#### ARTICLE:
I met fascinating people in Israel. And I met people who were fascinated with me, with my job, with the very notion that one could make a living in so flagrantly subversive a manner. I hiked, rode on camels, and ate in Arab restaurants. I drank heavily, pitched my best woo, got a desert tan, and came up just a few cans short of a six-pack from eating nothing but cabbage and chickpeas.

I even managed to fit in a paper. I sat in the lobby of a hotel in Eilat, stuffing coins into the pay computer shared among its several dozen guests. With a battalion of irritated Israeli soldiers gathering in a line behind me, I tore out a five-page paper on the global public equities market.

I wrote the entire paper in the body of an e-mail to myself, since Gmail was the only function I could use in English. When several of the young, armed, and combat-trained individuals suggested I step aside to allow for others to use the computer, I calmly explained that I was on a tight deadline several continents away… while dropping a huge terrified load in my pants. They said something derisive about me in an ancient tongue and waited for me to finish.

But really, only two things of great incident occurred on my trip, and both I experienced in relative solitude. One night, when all the formal activities were finished for the day and we had taken up lodging in a comically unpleasant, scum-ridden, and tiny hotel on the coast, a small group of us wandered out to a bar with a platform leading to the beach. Among us were five from the tour group of forty or so, as well as our tour guide, Sergei. Sergei was Israeli by way of Russia and still spoke with a thick, friendly Yakov Smirnoff accent.

We sat by the Mediterranean Sea sipping vodka. After a few drinks, I quietly wandered off the platform and toward the water.

As I approached the water, the burbling conversation on the platform grew quieter until it was washed away altogether. I stopped at the edge and looked out into the swaying darkness, unaware that anybody was watching me.

I kicked off my sandals and heard Sergei calling from the platform: “If this is first time you are going into Mediterranean, you have to make eh wish!”

#### EXERCISE TASK 1:
According to the Israel passage, what was the five-page paper about?

#### DATA EXCERPTS:

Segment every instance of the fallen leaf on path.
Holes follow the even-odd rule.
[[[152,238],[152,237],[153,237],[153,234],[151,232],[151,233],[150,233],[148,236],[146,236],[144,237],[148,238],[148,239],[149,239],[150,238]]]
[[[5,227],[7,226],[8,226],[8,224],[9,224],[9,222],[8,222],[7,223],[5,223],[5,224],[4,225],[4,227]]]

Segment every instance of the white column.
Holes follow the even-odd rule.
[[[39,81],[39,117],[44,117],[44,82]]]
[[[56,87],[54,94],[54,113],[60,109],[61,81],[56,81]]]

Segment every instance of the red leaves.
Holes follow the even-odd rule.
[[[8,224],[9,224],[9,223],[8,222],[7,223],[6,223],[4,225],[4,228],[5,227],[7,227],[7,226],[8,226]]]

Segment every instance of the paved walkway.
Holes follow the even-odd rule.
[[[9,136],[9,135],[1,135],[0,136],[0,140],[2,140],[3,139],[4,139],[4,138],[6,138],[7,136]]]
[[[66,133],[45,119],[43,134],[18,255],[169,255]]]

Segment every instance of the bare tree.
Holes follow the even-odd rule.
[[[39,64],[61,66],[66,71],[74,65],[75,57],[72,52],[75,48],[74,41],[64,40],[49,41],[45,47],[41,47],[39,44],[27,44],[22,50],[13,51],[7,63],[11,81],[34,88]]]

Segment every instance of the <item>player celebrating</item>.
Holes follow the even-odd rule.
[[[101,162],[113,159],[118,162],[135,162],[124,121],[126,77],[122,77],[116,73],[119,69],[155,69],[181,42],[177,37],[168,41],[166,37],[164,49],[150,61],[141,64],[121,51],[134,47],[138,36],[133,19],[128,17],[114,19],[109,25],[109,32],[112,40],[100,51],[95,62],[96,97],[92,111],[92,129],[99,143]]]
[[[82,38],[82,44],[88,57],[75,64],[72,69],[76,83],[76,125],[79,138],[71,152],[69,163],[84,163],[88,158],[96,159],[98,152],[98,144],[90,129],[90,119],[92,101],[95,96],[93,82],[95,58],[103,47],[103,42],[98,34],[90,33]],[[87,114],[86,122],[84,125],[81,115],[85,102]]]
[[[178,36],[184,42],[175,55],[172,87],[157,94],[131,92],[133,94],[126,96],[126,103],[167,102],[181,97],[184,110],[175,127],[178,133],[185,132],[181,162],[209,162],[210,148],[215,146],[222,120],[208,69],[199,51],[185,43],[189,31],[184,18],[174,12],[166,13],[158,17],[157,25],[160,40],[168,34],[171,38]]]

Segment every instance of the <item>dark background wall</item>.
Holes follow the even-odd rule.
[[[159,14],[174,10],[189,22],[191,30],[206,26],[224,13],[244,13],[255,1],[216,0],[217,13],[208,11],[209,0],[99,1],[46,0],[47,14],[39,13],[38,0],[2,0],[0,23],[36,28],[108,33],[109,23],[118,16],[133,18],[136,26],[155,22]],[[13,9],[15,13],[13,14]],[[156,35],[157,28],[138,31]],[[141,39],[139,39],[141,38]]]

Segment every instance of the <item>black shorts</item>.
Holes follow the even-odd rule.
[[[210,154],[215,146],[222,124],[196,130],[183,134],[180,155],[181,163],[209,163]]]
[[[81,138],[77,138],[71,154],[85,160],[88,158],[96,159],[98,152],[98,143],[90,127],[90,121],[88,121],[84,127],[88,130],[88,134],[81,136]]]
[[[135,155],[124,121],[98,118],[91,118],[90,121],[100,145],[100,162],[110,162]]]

#### EXERCISE TASK 2:
Put the lines of the entries, starting at the line containing "Segment every instance of the <item>black" and ending at the last line of the entries, into a Markdown table with columns Row and Line, numbering each row and leaving out blank lines.

#### RESPONSE 1:
The global public equities market.

#### RESPONSE 2:
| Row | Line |
|---|---|
| 1 | Segment every instance of the <item>black shorts</item>. |
| 2 | Holes follow the even-odd rule. |
| 3 | [[[210,154],[215,146],[222,124],[196,130],[183,134],[180,155],[181,163],[209,163]]] |
| 4 | [[[81,138],[77,138],[71,154],[85,160],[88,158],[96,159],[98,152],[98,143],[90,127],[90,121],[88,121],[84,127],[88,130],[88,134],[81,136]]] |
| 5 | [[[135,155],[124,121],[98,118],[91,118],[90,121],[100,145],[100,162],[110,162]]] |